• [Directions for this task]
Set the listing down again exactly, please, apart from its pictures.

*** Begin section ***

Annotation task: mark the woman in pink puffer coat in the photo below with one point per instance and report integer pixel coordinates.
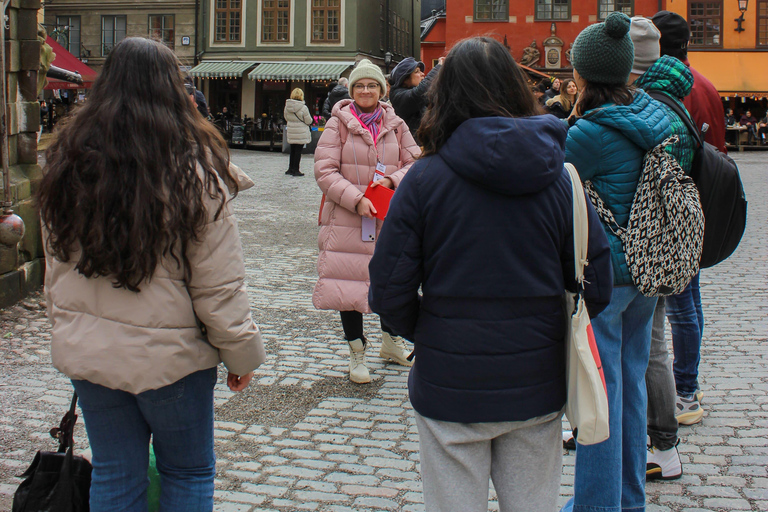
(361, 133)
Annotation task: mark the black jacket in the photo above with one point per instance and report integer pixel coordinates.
(411, 102)
(485, 227)
(337, 94)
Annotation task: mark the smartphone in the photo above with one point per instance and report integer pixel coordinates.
(369, 230)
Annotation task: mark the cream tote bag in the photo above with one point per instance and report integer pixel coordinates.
(587, 404)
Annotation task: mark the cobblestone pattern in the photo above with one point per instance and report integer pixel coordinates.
(351, 452)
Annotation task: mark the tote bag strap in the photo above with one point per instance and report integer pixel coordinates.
(580, 226)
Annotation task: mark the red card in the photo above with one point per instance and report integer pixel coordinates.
(380, 196)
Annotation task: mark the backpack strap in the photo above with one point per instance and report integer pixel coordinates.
(666, 99)
(605, 214)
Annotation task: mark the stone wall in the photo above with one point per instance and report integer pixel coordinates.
(22, 267)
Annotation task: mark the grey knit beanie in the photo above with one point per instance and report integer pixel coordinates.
(367, 69)
(645, 38)
(603, 52)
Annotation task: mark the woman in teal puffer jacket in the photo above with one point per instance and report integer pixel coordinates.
(614, 127)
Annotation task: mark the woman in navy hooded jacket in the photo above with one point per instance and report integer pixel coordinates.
(484, 224)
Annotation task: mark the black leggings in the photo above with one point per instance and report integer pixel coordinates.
(352, 323)
(295, 156)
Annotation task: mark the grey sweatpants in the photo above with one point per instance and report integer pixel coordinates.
(523, 458)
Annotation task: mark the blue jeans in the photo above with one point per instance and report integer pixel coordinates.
(687, 320)
(179, 417)
(610, 476)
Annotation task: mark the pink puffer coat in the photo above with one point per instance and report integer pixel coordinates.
(343, 262)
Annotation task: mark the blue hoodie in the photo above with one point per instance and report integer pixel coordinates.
(607, 146)
(485, 227)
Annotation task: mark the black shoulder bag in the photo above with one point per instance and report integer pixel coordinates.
(56, 481)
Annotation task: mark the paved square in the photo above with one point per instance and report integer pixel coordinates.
(302, 437)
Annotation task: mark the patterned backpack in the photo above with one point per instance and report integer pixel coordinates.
(665, 232)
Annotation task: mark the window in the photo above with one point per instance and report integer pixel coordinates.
(326, 21)
(491, 10)
(706, 19)
(112, 32)
(161, 29)
(553, 9)
(382, 26)
(606, 7)
(67, 33)
(228, 20)
(275, 16)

*** End section ***

• [Answer area]
Annotation task: mark the woman in pink puffer coat in the photo below with one point per instance and report integer pixel coordinates.
(361, 133)
Annotation task: mark the black jacket in the photo above with one point per instance and report integer pixel coordinates.
(411, 102)
(485, 227)
(337, 94)
Annotation task: mark the smartphone in the photo above with one point per instance and report integer pixel coordinates.
(369, 230)
Annotation task: mark the cream tote bag in the photo above with one point per instance and report integer pixel coordinates.
(587, 404)
Annotation task: mark the cobblestone pattern in the photo above with one point per instance and report integer pixel coordinates.
(351, 452)
Annotation task: mark the tote bag strap in the photo above with one point per instance and report integer pixel coordinates.
(580, 226)
Annotation task: mark the red card in the photo above with one point per instance and report integer pixel coordinates.
(380, 196)
Annotation task: mark the backpack strap in the photo above with one point per instance and report integer pixel coordinates.
(666, 99)
(605, 214)
Annotation task: mark the stone wall in the photo above with one point per instance and report integer pixel coordinates.
(22, 267)
Annotation task: mark the grey knit beanie in the photo above with one point per instance and report integer pixel coordinates.
(367, 69)
(645, 38)
(603, 52)
Annotation task: mark the woman in teal puffer jacket in the photo above with one point per instance and report integer pixel coordinates.
(614, 127)
Annotation task: mark the woman in navy hooded jacket in the photo above with one point per instance and report integer pixel coordinates.
(484, 224)
Annotation task: mark the black leggings in the photo above with one point per instance and report integer pixel coordinates.
(352, 323)
(295, 156)
Annotation task: mark the grey sweatpants in the photo above with one point per instance and report integer pixel coordinates.
(523, 458)
Annotation task: mark the blue jeans in the photo above with one point per instance and report integer pixel coordinates.
(687, 320)
(179, 417)
(610, 476)
Annotation task: mark the pink puffer coat in the photo above with one point per instance and report integer pixel coordinates.
(343, 262)
Annotation task: mark the blue hoodie in the photo above with one point per instance and report integer pixel coordinates.
(607, 146)
(485, 227)
Annotation task: mark the black shoulder bag in the photo above with one point per instance and report integer pixel coordinates.
(56, 481)
Annotation task: mark the paved square in the photo above with one point per instance and report integer pixel coordinates.
(302, 437)
Annotation task: mark the patterned backpack in the photo above with one point per instance and report integer pixel coordinates.
(665, 232)
Annotation task: mark the window in the photo above with one point per instance and report integer pixel coordinates.
(326, 21)
(491, 10)
(706, 19)
(112, 32)
(161, 29)
(553, 9)
(382, 26)
(606, 7)
(67, 33)
(228, 20)
(275, 16)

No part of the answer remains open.